What to produce
Decide whether each statement below agrees with the excerpt on Honor's home care partnerships, answering yes or no and quoting the words of the excerpt that settle it. 1. Partners perform the initial in-home consult. 2. Sternberg gave the exact current number of partners in the care network. 3. Honor has a dedicated team of 15 people for recruiting and screening care pros.

Excerpt
######

There are limits to machine learning—the data analysis can’t actually explain why this pattern exists on the weekends, for example. But there are plausible explanations, Sternberg said, such as that people who have very heavy lifting and transfer needs will require professional assistance seven days a week, while those with less intensive needs might have family to help them out on the weekends.

Gearing up for growth

While its commitment to a tech-forward approach has remained consistent, Honor has shifted its strategy in other ways since launching. Notably, it has been pursuing growth primarily by striking partnerships with existing home care providers.

When it raised its Series C in May, there were seven partners in its care network. That has now increased, Sternberg said, without disclosing the exact number. The partnership arrangements are meant to combine Honor’s operational efficiencies—achieved through scale and technology—with the local knowledge and connections of someone who has been embedded in a particular market and is trusted there.

The partner essentially is responsible for three things, Sternberg said. One is finding and winning customers. The partner also does the initial in-home consult—utilizing standardized Honor forms and processes—and then provides ongoing care management to make needed adjustments and ensure continued satisfaction.

For its part, Honor handles all operational logistics, including regulatory compliance, as well as assigning and managing care pros. Honor has a dedicated team of 15 people doing recruitment and screening of potential care pros. A separate team is focused on connecting customers with the same care pros on a consistent basis.

“Fundamentally, [our partners] get their lives back,” Sternberg said. “If a care pro calls off, the partner doesn’t even need to know about that … What the partners do extraordinarily well is be really deep in the community, understand its needs really well. The needs of people in North Dallas are different than those in North Richland Hills.”

Most of the current partners are private duty home care operators who have a passion and talent for care management, with many of them being social workers, he said. However, going forward, Honor is looking at partnerships with a range of different types of organizations, which could include hospital and health systems or senior living providers, such as assisted living communities.

So far, developing this type of network has proven a successful way to expand Honor while also benefiting its partners, who continue to receive a margin on the business and are finding it easier to grow, according to Sternberg.

“The partners who have been in the network for between four months and eight months are up an average of 30% as measured by revenue,” he said. “One of our partners who is an agency owner in Oakland is up literally two-times in eight months … [she] literally doubled her business.”

In terms of geographical expansion, Honor is focused on growing its footprint in existing markets, then a “second wave” of growth will involve entering new states later this year, Sternberg said.

Sternberg declined to share whether Honor currently is generating a positive cash flow from its operations or what the burn rate is for all the capital it has raised, but he said that growth is the priority.

“I specifically started Honor as a for-profit rather than a non-profit because I wanted something that could sustain itself, rather than always having to ask for donations,” he said. “When you raise venture dollars, there comes a point in a company’s build when you’re actually putting those dollars toward growing faster rather than sustaining operations. That’s something I don’t think people necessarily understand.”

Honor is not the only home care company to raise large amounts of venture capital in the last few years. As these startups have faced changes in labor laws and learned more about the ins-and-outs of home care, some have shut down while others have adjusted their strategies. Most recently, New York-based Hometeam went all-in on serving the Medicaid market, and its CEO and founder Josh Bruno stepped down.

Do not expect Sternberg to follow suit.

“We’ve found a way to partner with local businesses to relieve their burden, so they can do what they love with less pain,” he said. “I’m super happy doing that, and not going anywhere.”

######

[Stored entries]

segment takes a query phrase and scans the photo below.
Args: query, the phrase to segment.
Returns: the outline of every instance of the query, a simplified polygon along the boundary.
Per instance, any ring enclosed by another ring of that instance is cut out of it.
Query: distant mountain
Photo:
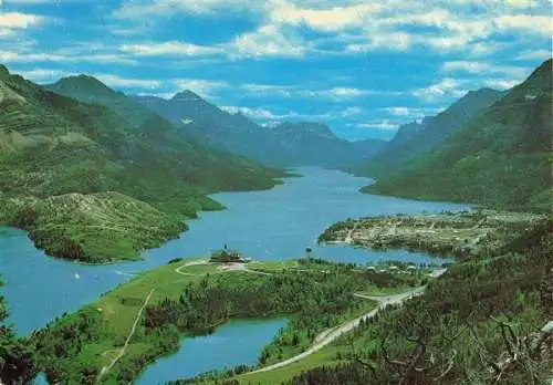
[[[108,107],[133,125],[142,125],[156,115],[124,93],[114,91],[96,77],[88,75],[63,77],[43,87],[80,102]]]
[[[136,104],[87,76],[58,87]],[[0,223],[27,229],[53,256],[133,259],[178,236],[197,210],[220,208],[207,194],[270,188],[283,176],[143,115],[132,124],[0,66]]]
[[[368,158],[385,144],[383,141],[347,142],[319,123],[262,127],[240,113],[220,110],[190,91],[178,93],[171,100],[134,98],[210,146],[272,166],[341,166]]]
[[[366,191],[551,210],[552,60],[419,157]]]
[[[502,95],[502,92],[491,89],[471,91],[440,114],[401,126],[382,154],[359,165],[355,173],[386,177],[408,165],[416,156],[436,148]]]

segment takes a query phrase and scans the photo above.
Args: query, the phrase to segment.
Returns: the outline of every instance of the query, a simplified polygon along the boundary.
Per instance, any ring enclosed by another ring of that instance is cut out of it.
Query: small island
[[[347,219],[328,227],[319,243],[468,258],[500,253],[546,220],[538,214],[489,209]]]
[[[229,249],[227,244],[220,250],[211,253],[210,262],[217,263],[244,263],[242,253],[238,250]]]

######

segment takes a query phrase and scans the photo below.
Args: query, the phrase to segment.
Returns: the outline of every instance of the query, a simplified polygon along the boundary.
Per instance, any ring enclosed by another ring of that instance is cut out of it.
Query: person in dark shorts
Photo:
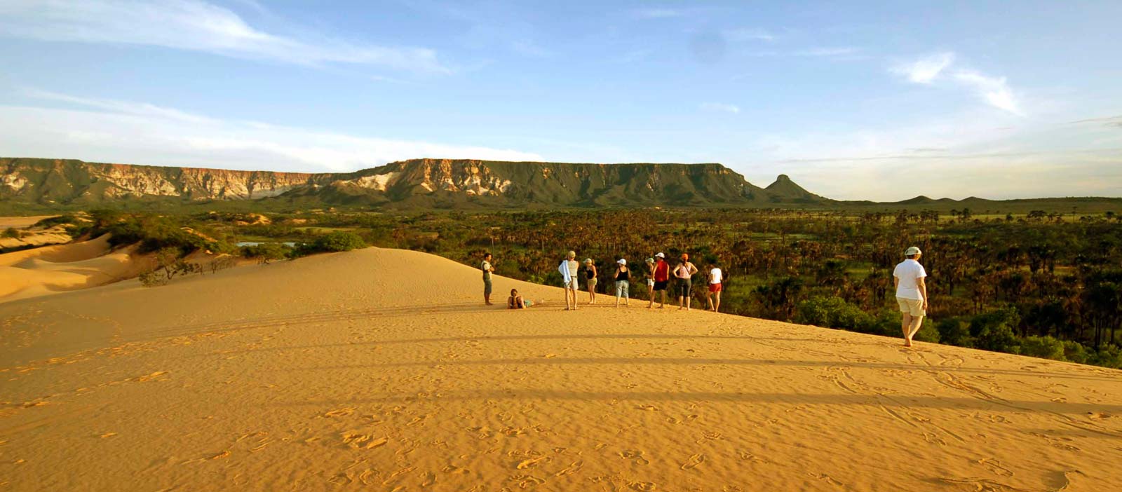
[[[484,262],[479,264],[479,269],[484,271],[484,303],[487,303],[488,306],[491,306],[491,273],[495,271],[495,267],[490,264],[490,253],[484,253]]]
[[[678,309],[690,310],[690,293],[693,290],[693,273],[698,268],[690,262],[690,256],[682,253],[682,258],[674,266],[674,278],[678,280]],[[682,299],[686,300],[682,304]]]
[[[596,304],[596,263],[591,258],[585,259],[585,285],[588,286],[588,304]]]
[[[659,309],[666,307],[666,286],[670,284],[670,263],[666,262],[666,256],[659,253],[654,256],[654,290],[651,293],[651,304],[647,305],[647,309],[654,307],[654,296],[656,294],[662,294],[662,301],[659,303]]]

######

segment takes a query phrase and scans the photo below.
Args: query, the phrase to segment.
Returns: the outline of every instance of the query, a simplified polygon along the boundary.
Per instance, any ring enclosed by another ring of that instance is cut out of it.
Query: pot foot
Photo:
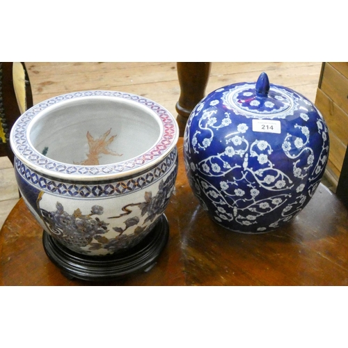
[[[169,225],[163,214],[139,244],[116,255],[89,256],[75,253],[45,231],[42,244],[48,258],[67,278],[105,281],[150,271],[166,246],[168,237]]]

######

Solution
1. Yes: "The partner also does the initial in-home consult"
2. No: "That has now increased, Sternberg said, without disclosing the exact number."
3. Yes: "Honor has a dedicated team of 15 people doing recruitment and screening of potential care pros."